+++ Supplied material +++
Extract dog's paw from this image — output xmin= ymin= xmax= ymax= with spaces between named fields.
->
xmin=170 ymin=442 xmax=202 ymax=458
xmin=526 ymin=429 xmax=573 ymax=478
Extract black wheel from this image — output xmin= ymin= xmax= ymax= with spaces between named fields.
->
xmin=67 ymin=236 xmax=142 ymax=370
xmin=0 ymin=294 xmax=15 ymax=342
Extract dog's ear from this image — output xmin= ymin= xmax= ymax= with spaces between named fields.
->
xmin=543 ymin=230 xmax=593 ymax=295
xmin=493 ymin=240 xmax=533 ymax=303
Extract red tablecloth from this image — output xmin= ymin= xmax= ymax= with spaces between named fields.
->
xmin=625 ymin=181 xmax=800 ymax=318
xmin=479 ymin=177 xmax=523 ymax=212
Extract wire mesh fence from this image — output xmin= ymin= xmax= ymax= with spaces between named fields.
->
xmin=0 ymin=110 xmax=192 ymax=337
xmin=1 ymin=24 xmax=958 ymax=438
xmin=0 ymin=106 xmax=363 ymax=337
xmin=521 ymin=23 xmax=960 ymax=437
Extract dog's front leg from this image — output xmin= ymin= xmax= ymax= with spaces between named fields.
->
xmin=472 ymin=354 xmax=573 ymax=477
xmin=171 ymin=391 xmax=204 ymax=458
+++
◆ Problem requirements
Copy over exactly the lines above from the one with "Extract wire mesh" to the last, both included, and no others.

◆ Solution to this problem
Extract wire mesh fence from this image — output xmin= ymin= xmax= ymax= with spaces between named fields.
->
xmin=0 ymin=110 xmax=192 ymax=337
xmin=1 ymin=24 xmax=958 ymax=438
xmin=0 ymin=106 xmax=363 ymax=337
xmin=521 ymin=23 xmax=960 ymax=437
Extract dog's front leg from this image — output xmin= ymin= xmax= ymax= with spaces between named fields.
->
xmin=472 ymin=354 xmax=573 ymax=477
xmin=171 ymin=391 xmax=204 ymax=458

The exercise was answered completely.